What to work on: Format the listing as a two-column CSV with the headers "entry_text" and "entry_answer", covering the listing from its start through the line containing "[307,1,551,107]". Give one row per entry, with its text and its answer each in a single quoted field and any line breaks replaced by spaces.

:: Input material

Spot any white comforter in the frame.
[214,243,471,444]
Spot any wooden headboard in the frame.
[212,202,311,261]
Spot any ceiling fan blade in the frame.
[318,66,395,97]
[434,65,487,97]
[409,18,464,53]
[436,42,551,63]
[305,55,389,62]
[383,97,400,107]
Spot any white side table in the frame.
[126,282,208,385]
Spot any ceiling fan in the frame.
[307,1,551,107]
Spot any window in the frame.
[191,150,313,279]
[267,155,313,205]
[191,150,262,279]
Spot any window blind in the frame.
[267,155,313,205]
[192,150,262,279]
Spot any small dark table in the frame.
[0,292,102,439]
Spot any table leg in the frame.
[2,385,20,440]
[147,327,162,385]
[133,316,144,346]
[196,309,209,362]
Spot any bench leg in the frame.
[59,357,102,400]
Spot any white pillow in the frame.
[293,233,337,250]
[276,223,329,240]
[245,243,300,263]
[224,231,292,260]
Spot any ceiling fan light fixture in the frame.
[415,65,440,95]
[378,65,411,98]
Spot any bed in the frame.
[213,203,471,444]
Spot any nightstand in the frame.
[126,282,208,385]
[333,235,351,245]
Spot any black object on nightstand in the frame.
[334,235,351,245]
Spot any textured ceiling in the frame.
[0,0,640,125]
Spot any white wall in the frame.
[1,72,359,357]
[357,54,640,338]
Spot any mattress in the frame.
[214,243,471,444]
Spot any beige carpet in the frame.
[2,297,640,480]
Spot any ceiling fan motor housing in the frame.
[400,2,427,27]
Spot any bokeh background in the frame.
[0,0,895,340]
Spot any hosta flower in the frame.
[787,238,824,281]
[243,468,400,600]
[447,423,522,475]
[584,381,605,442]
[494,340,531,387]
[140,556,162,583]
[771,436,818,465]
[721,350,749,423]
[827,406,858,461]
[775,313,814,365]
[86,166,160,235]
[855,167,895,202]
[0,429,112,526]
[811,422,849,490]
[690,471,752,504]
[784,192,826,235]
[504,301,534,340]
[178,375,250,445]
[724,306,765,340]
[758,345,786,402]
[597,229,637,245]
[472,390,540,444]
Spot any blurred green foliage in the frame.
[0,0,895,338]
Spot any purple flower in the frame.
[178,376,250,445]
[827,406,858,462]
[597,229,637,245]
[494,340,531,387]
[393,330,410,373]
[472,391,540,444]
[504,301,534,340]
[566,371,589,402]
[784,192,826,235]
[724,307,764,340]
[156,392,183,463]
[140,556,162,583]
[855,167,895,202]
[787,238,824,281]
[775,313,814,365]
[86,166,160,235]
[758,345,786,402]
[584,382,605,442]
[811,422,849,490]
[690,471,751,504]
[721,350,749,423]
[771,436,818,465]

::::

Result for this task:
entry_text,entry_answer
"Spot any white comforter in the frame.","[214,243,471,444]"
"Spot any wooden headboard in the frame.","[212,202,311,261]"
"Spot any ceiling fan blade in the frame.","[318,66,395,97] [434,65,487,97] [409,18,464,53] [436,42,551,63] [305,55,389,62] [383,97,400,107]"
"Spot any white side table in the frame.","[126,282,208,385]"
"Spot any ceiling fan in the frame.","[307,1,551,107]"